» **INSTRUCTIONS TO FOLLOW**
Output exactly the lines that run from the top of the entries to the line holding "Q: In the photo above, mark the navy", including both of those lines.

------------------------------------------------------------------------

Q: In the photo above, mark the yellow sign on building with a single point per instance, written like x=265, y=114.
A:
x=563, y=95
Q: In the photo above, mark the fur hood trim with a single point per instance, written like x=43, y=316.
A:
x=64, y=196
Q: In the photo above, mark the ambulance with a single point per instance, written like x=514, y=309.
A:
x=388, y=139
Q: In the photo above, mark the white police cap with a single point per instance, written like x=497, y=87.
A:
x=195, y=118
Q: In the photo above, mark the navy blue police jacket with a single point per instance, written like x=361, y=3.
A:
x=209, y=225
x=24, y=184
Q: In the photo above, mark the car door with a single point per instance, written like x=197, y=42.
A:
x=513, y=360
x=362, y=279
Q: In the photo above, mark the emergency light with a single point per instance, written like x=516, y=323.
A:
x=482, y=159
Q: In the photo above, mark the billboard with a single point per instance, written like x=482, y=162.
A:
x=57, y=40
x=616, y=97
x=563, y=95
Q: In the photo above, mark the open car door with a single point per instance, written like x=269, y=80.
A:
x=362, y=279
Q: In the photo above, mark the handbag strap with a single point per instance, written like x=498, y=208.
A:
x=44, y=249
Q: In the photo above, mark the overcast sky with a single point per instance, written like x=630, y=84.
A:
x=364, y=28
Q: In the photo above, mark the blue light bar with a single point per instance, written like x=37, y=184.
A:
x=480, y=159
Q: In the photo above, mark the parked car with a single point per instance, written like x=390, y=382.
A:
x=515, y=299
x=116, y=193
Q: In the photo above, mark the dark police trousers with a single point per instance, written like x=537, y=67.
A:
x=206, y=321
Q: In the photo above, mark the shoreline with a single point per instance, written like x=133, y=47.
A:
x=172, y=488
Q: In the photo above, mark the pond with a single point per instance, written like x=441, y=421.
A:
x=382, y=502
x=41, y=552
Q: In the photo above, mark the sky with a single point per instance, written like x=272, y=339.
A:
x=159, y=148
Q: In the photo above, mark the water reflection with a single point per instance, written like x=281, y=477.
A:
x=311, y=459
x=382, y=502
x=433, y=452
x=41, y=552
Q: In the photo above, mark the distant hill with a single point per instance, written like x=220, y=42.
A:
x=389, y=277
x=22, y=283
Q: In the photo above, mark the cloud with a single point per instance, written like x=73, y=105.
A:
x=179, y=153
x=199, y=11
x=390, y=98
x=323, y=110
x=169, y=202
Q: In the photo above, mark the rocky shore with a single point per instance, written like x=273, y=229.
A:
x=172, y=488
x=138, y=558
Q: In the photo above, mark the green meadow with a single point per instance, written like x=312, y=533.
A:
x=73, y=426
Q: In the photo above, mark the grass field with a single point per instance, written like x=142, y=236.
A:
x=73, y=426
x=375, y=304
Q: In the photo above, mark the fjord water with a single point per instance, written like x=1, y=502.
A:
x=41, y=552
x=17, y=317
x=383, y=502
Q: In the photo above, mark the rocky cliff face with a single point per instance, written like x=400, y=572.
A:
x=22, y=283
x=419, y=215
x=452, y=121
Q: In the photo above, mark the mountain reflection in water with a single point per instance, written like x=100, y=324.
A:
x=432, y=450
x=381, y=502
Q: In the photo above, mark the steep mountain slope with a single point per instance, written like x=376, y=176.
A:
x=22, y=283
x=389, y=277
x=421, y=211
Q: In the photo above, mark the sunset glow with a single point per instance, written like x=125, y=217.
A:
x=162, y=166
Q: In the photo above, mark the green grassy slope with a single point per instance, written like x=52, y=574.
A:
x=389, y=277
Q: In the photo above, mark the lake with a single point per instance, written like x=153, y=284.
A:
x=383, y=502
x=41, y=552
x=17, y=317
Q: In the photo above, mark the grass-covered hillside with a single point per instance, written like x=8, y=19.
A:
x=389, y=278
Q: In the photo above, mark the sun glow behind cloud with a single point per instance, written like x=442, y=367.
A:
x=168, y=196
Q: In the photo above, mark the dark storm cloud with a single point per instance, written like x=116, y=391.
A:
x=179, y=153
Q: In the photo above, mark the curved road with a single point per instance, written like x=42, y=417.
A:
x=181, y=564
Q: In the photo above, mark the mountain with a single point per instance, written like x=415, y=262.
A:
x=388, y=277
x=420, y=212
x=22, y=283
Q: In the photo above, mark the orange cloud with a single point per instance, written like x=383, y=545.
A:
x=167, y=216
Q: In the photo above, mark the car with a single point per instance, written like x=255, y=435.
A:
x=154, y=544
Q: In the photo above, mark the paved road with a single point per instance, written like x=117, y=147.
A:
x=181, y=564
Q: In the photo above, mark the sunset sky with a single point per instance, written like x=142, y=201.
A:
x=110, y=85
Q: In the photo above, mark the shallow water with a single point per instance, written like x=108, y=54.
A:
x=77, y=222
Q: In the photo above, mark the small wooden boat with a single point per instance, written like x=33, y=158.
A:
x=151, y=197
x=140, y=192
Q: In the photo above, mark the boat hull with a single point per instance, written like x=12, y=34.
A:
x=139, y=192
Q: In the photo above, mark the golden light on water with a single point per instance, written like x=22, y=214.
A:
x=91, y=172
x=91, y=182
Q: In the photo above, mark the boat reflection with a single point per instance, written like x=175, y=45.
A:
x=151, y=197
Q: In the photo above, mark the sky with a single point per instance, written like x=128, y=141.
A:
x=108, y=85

------------------------------------------------------------------------

» **TASK SOLUTION**
Q: In the photo above, mark the yellow sign on building with a single point per instance, written like x=265, y=114.
A:
x=563, y=95
Q: In the photo above, mark the fur hood trim with a single point per instance, written like x=43, y=316.
A:
x=64, y=196
Q: In the photo above, mark the ambulance with a single point per instance, written like x=514, y=309.
A:
x=388, y=139
Q: In the photo above, mark the white police cap with a single point per instance, written like x=497, y=87.
A:
x=195, y=118
Q: In the photo above, mark the navy blue police jacket with a single point per instance, written like x=361, y=3.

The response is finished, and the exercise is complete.